Document text:
######

Sadanan Velu, Ph.D.

Research Description

The main research focus of Velu Lab is Medicinal Chemistry and Drug Discovery. We have research projects specifically targeting the discovery of anti-cancer and anti-infective agents. Students who work on these projects will be trained broadly in the areas of Organic and Medicinal Chemistry. More specifically, they will be trained in Organic Synthesis, Spectroscopy, Structure Based Drug discovery, Structure Activity Relationship Studies, Lead Identification and Optimization, In-Silico Virtual Screening and Molecular Modeling. 

Anti-Breast Cancer Agents from Marine Alkaloids: In spite of the recent advances in computational approaches for lead identification and drug discovery, natural products remain an important source of novel anticancer agents. Marine natural products are compounds obtained from marines invertebrate animals such as sponges, mollusks, ascidians etc. Our laboratory has focused recent research on the development of novel marine alkaloid analogs for human breast cancer therapy. 

Discovery of Voltage-Gated Sodium Channel Blockers: The ability to prevent or slow down metastasis would represent a major breakthrough in cancer therapy.  Fortunately, our increasing understanding of the metastatic process has recently resulted in the discovery of new potential drug targets to prevent / slow metastasis. One such target is the Voltage-Gated Sodium Channels (VGSC). This project targets the discovery of VGSC blockers that could prevent / slow down breast cancer metastasis.

Inhibitors of Staphylococcus aureus Sortase A: This is a structure based drug discovery project for the discovery of inhibitors of bacterial enzyme, S. aureus Sortase A. The enzyme plays a key role in anchoring surface proteins on bacterial cell wall. We hypothesize that Sortase A inhibitors will render S. aureus nonadherent and consequently less virulent. By interrupting bacterial adherence, the initial step in the pathogenesis of bacterial infections, S. aureus will be poorly equipped to cause disease and may be more effectively cleared by host innate immune defenses and/or antibiotics.

######

Task list:
(A) According to the research description, what role does the enzyme Sortase A play?
(B) Update the research description from the words "Research Description" through "and Molecular Modeling.", with "Spectroscopy" replaced by "Crystallography".
Rely on the research description alone.

######

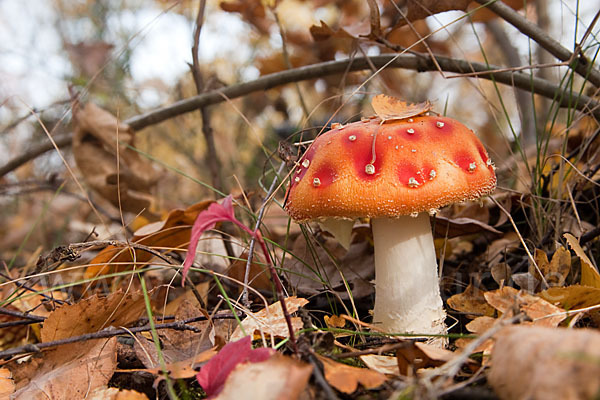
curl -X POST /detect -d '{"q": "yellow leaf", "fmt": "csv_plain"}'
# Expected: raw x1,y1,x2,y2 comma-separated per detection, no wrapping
229,296,308,341
317,355,387,394
448,284,494,318
41,291,152,342
484,286,566,327
539,285,600,310
324,315,346,328
564,233,600,288
371,94,431,121
0,367,15,399
215,354,313,400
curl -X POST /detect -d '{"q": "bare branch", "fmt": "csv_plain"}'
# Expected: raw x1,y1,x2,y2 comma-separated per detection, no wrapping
477,0,600,87
0,53,600,176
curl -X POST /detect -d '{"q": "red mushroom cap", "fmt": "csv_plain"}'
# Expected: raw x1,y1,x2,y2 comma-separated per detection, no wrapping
286,116,496,221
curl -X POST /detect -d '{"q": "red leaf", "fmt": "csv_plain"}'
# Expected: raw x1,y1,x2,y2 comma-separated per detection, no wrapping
196,336,275,397
181,195,254,286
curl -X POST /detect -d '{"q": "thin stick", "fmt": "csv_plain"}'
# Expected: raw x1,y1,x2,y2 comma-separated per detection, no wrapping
0,315,236,359
190,0,223,191
242,161,285,307
0,53,600,177
476,0,600,87
0,307,46,322
490,196,550,289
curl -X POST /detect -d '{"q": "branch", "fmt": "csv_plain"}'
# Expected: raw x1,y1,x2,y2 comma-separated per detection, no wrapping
0,53,600,176
477,0,600,87
190,0,224,191
0,315,238,360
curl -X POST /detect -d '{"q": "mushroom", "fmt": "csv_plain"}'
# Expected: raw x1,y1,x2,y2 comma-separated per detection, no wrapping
285,115,496,335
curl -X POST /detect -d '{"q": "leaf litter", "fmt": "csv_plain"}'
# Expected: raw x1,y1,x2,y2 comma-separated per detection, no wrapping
0,8,600,399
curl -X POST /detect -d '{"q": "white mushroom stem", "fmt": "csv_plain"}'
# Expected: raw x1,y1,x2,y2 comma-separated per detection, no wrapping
371,213,446,334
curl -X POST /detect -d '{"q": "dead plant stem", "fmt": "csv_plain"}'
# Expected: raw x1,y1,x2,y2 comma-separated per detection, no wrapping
0,53,600,177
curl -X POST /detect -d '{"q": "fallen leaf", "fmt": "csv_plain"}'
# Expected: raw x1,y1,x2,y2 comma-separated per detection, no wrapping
529,247,571,286
196,336,275,397
396,342,456,376
73,103,160,214
564,233,600,288
87,387,148,400
538,285,600,324
9,337,117,400
285,234,375,300
216,354,313,400
371,94,431,122
435,215,502,238
0,367,15,399
182,195,256,285
85,200,213,279
323,315,346,328
465,317,496,335
491,263,512,287
454,317,496,358
447,284,494,319
359,354,400,375
137,346,217,380
230,296,308,340
317,355,387,394
41,291,151,342
134,300,217,370
484,286,566,327
486,231,521,265
164,281,210,315
396,0,471,27
227,251,273,293
488,326,600,400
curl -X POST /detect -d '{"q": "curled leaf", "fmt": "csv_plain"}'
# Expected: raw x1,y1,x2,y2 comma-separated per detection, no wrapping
196,336,275,397
182,195,254,285
371,94,431,121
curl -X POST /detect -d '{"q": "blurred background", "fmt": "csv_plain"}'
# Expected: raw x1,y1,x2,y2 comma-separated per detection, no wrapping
0,0,600,265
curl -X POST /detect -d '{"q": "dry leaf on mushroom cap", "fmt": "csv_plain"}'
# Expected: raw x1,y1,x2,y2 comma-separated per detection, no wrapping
371,94,432,121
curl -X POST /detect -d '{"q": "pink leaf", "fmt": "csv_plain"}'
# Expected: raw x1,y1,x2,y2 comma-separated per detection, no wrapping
196,336,275,397
181,195,253,286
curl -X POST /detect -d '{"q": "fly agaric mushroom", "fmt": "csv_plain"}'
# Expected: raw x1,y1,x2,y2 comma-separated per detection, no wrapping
286,111,496,334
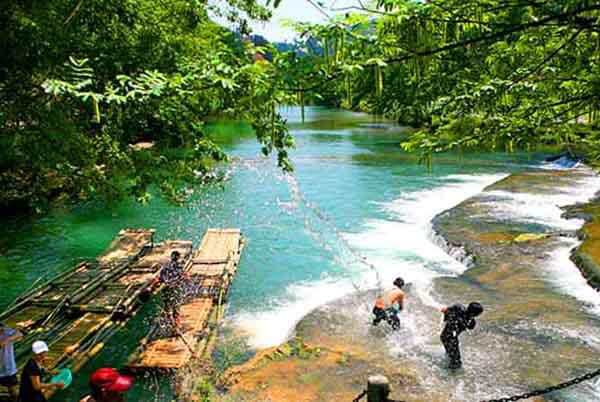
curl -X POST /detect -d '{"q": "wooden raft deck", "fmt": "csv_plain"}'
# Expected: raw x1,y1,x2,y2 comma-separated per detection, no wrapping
127,229,244,371
0,229,192,400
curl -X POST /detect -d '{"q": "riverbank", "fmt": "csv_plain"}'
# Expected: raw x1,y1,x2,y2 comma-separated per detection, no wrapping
565,196,600,291
210,169,600,401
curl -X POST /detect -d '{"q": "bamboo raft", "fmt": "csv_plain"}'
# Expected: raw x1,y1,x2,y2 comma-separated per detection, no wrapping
0,229,197,400
127,229,244,371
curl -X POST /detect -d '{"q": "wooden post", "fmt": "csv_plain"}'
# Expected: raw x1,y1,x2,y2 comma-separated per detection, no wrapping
367,375,390,402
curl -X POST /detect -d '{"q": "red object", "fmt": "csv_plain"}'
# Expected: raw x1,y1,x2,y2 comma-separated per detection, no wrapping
90,367,135,392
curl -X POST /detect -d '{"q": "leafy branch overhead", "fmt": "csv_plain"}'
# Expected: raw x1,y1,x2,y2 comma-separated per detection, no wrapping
278,0,600,160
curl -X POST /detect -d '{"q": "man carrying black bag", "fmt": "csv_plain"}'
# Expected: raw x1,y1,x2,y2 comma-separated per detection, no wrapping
440,302,483,369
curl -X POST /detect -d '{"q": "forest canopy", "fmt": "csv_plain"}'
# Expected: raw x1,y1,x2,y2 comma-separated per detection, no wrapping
0,0,293,210
284,0,600,161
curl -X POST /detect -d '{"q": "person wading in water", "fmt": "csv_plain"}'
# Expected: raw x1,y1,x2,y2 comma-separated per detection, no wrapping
440,302,483,369
158,251,187,333
373,278,404,330
19,341,64,402
0,322,23,401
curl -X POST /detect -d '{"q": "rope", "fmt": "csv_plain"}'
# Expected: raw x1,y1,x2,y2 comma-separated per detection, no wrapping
481,370,600,402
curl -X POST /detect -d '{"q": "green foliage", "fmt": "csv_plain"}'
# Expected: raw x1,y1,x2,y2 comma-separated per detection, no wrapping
288,0,600,160
0,0,293,210
194,377,215,402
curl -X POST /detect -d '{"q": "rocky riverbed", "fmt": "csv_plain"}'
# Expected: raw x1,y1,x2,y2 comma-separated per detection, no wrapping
210,169,600,401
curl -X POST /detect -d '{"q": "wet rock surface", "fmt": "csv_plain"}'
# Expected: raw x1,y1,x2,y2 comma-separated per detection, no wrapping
433,171,600,400
222,170,600,401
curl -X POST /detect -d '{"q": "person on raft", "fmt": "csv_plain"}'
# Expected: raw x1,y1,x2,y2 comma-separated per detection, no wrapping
79,367,134,402
19,341,65,402
0,322,23,401
373,277,404,331
158,250,187,329
440,302,483,369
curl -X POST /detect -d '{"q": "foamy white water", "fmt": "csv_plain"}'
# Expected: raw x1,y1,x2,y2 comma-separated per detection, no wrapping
487,167,600,230
544,238,600,315
231,174,506,348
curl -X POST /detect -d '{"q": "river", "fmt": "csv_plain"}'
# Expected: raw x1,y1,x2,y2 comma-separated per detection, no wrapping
0,108,600,401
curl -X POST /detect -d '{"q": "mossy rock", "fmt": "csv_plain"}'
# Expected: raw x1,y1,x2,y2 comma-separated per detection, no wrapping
513,233,549,243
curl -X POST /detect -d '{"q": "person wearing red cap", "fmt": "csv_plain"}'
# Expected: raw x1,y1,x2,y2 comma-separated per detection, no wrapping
79,367,134,402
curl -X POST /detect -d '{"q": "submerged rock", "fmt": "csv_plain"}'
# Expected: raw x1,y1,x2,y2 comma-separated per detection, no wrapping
433,166,600,400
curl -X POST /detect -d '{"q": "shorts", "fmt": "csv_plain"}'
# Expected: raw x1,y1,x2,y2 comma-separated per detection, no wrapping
0,374,19,388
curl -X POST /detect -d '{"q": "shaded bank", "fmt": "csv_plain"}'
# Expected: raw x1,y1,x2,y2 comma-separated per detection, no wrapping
565,196,600,290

######

Responses to the exercise:
(A) It plays a key role in anchoring surface proteins on the bacterial cell wall.

(B)
Research Description

The main research focus of Velu Lab is Medicinal Chemistry and Drug Discovery. We have research projects specifically targeting the discovery of anti-cancer and anti-infective agents. Students who work on these projects will be trained broadly in the areas of Organic and Medicinal Chemistry. More specifically, they will be trained in Organic Synthesis, Crystallography, Structure Based Drug discovery, Structure Activity Relationship Studies, Lead Identification and Optimization, In-Silico Virtual Screening and Molecular Modeling.